* [Work request]: Skipping all images, output the listing word for word.

======== Source material ========

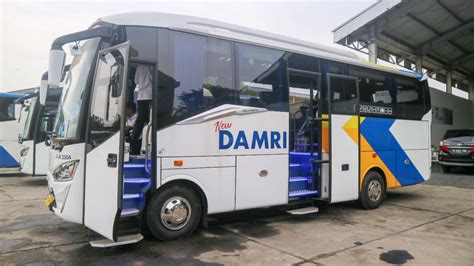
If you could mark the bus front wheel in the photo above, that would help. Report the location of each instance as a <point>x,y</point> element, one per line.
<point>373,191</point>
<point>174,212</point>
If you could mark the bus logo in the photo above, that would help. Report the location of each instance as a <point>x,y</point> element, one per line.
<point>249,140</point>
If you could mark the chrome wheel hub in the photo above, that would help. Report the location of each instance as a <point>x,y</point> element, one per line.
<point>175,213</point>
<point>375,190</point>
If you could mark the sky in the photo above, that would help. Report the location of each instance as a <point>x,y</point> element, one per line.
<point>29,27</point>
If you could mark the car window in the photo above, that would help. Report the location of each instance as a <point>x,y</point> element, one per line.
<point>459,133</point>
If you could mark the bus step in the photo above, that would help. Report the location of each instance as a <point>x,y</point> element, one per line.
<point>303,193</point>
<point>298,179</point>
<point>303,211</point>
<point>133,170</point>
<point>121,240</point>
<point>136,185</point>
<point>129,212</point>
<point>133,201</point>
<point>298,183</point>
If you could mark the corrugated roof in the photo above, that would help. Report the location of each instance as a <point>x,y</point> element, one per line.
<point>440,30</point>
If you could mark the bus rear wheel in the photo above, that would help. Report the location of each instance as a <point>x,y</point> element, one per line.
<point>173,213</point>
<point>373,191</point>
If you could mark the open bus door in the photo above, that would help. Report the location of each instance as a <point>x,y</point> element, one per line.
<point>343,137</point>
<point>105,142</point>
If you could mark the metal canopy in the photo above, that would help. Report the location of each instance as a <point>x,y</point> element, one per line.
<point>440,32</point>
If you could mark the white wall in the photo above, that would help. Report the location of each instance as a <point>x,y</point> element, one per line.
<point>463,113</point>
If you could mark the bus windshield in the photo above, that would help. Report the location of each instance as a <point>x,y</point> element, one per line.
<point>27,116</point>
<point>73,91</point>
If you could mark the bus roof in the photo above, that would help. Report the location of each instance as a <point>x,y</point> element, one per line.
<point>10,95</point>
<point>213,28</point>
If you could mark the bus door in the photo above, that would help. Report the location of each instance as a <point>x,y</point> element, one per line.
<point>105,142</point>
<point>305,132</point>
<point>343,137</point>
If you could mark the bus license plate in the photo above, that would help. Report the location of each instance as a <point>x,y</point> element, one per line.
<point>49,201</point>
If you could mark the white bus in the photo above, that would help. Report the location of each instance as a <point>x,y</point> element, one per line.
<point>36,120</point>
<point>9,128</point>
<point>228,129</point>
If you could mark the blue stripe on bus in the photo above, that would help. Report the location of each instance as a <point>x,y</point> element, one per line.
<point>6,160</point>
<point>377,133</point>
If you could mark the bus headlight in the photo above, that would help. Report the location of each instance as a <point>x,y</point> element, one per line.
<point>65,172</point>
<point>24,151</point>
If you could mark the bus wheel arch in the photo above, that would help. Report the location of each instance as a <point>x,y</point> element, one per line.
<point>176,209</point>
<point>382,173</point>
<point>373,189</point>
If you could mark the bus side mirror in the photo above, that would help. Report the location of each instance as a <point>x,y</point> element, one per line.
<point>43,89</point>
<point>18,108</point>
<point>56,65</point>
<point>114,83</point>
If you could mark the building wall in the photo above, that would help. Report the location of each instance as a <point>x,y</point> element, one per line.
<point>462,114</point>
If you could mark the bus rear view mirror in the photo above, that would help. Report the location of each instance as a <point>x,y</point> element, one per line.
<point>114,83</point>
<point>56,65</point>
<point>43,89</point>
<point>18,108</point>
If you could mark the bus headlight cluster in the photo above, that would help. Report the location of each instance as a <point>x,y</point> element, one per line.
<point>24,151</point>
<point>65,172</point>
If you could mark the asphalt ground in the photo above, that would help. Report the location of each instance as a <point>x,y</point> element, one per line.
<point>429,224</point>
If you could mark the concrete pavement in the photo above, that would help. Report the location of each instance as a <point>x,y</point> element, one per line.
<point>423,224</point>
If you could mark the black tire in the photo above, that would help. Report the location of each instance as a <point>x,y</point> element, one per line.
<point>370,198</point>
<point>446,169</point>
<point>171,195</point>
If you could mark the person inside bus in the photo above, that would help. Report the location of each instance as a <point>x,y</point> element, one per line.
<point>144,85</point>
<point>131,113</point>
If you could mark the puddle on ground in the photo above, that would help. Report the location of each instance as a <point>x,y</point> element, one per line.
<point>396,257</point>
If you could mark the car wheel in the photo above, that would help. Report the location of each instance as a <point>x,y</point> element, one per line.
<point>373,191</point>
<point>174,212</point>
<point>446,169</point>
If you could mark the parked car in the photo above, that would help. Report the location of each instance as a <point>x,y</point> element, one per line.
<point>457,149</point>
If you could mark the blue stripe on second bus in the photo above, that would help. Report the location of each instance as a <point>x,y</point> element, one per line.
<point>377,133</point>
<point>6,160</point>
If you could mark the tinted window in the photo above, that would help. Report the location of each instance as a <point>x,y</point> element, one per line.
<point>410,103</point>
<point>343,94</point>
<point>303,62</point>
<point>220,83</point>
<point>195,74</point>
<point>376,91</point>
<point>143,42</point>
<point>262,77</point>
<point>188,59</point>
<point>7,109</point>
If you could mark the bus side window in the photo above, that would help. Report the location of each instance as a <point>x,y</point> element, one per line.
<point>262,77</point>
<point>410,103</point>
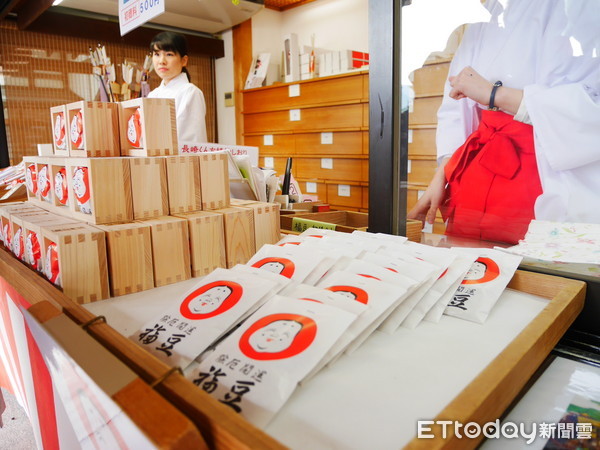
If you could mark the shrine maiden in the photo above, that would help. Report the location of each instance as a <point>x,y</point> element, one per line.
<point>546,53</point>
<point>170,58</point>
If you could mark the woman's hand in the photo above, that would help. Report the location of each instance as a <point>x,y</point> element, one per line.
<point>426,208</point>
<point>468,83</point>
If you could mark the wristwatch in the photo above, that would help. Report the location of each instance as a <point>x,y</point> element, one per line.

========

* [Answer to the problem]:
If you could mark the bus front wheel in the photo above, that would help. Report the location of each instance as a <point>x,y</point> element, one per line.
<point>373,191</point>
<point>174,212</point>
If you could mark the bus logo in the photo above, that would help. Report the location of each instance as a <point>x,y</point> element, one per line.
<point>249,140</point>
If you could mark the chrome wheel hub in the photo above, that would help. Report the location of each instance as a <point>x,y</point> element, one per line.
<point>175,213</point>
<point>375,190</point>
If you could mark the sky in the photo above, that would help. Report the location of each instance as a <point>x,y</point> element, one per line.
<point>29,27</point>
If you could mark the car window in the photo above, that would help. Report the location of each instance as a <point>x,y</point> element, one per line.
<point>459,133</point>
If you could mark the bus step in the photo above, that would help. Report the location of each instance as a <point>x,y</point> element, one per line.
<point>303,193</point>
<point>298,179</point>
<point>303,211</point>
<point>133,170</point>
<point>121,240</point>
<point>136,185</point>
<point>129,212</point>
<point>133,201</point>
<point>298,183</point>
If you could mark the corrugated roof in the photo above, that would help. Report the location of each instance as a <point>x,y</point> element, one per line.
<point>440,30</point>
If you could mark the bus rear wheel in the photo above, that would help. Report the location of each instance as a <point>x,y</point> element, one per line.
<point>173,213</point>
<point>373,191</point>
If you could mark the open bus door in the photo above, that would help. Report the location of each instance as a <point>x,y</point> element, one per line.
<point>343,137</point>
<point>105,142</point>
If you could mark the metal canopy in the photo above, that would help. Report the location of each instance as a <point>x,y</point> element, one per line.
<point>440,32</point>
If you could mark the white wall in the photo above, that would help. Report the location of each instance as a <point>x,y</point> element, one per line.
<point>463,113</point>
If you could mark the bus windshield in the photo above, that would help. Report the location of each instance as a <point>x,y</point> element, one per line.
<point>27,116</point>
<point>73,91</point>
If you could mark the bus roof in the photo above, that would help. Report the location of each instance as a <point>x,y</point> element, one per line.
<point>10,95</point>
<point>213,28</point>
If you could mark the bus door in the photo above, that would help. Report the location of each instance as a <point>x,y</point> element, one per line.
<point>105,142</point>
<point>305,132</point>
<point>343,137</point>
If you could mark the bus license plate in the photo above, that would help. Report the location of each instance as a <point>x,y</point> element, one per line.
<point>49,201</point>
If you could mark the white bus in the photo above, that would help. Report the location of each instance as a <point>x,y</point> element, one per line.
<point>36,120</point>
<point>9,128</point>
<point>228,129</point>
If you could mark the blue stripe on bus in the photo above, that would help. Report the location of each instance as a <point>x,y</point> element, one per line.
<point>6,160</point>
<point>377,133</point>
If you could mark the bus headlight in the photo above, that would help. Report the location of each instance as a <point>x,y</point> element, one per line.
<point>65,172</point>
<point>24,151</point>
If you could mark the bus wheel arch in the photo above, that would help. Report the location of each instance as a <point>x,y</point> element, one per line.
<point>176,209</point>
<point>382,173</point>
<point>373,189</point>
If you could mark the bus side mirror in the photo above, that would help. Report the location of each instance as a <point>x,y</point> element, one per line.
<point>43,89</point>
<point>18,108</point>
<point>56,65</point>
<point>114,83</point>
If you could mark the building wall in the photo above, that would help. Report the location of each instance as a <point>x,y</point> element, one per line.
<point>462,114</point>
If you could mark the bus rear view mirror in the photo above, that would help. Report the location of each instance as a <point>x,y</point> element, one per line.
<point>114,83</point>
<point>56,65</point>
<point>43,89</point>
<point>18,108</point>
If you could mark the bus headlight cluster in the photo above, that would help. Report the location of each instance as a <point>x,y</point> element, one per line.
<point>24,151</point>
<point>65,172</point>
If you could mark the asphalt ground in the photo above, that would help. Report the location of each instance as a <point>x,y</point> element, one per line.
<point>429,224</point>
If you could mark the concrete pavement in the photo above, that would help. Report the location of each instance as a <point>x,y</point> element, one per line.
<point>423,224</point>
If you could mark the black tire in the photo above, that would help. Report the location of each instance as a <point>x,y</point> element, one per line.
<point>370,198</point>
<point>446,169</point>
<point>171,195</point>
If you could mark the person inside bus in the photo above, that would help. Report the location of each instance as a <point>x,y</point> element, one per line.
<point>144,85</point>
<point>131,113</point>
If you could mark the puddle on ground in the photo above, that would help. Report the location of each instance as a <point>x,y</point> element, one per line.
<point>396,257</point>
If you could mark the car wheel in the photo above, that would help. Report the location of each instance as a <point>x,y</point> element, one per line.
<point>373,191</point>
<point>174,212</point>
<point>446,169</point>
If you could mark the parked car in the photo above, that would help. Report the location of each instance as a <point>x,y</point> element, one per line.
<point>457,149</point>
If you could mark the blue stripe on second bus in the photo above, that would help. Report the location of each instance as a <point>x,y</point> element, one per line.
<point>377,133</point>
<point>6,160</point>
If you could mark the tinted window in the photo above, that would help. Report the location of each instance as a <point>x,y</point> element, one per line.
<point>410,103</point>
<point>343,94</point>
<point>303,62</point>
<point>220,83</point>
<point>195,74</point>
<point>376,91</point>
<point>143,42</point>
<point>262,77</point>
<point>188,59</point>
<point>7,109</point>
If you could mark the bus side window in the photo above, that would help. Report the location of each instance as a <point>x,y</point> element, one per line.
<point>262,77</point>
<point>410,103</point>
If you could mark the shrine maiden in the photo above, that would help. Report the location of each instance as a <point>x,y</point> element, one per line.
<point>546,53</point>
<point>170,58</point>
If you could mark the woman's hand in the photo above, that would help. Report the location of each instance as a <point>x,y</point> element, one per line.
<point>426,208</point>
<point>468,83</point>
If you could mark the wristwatch in the photo above, that would help. Report the location of each instance as a <point>x,y</point> element, one per line.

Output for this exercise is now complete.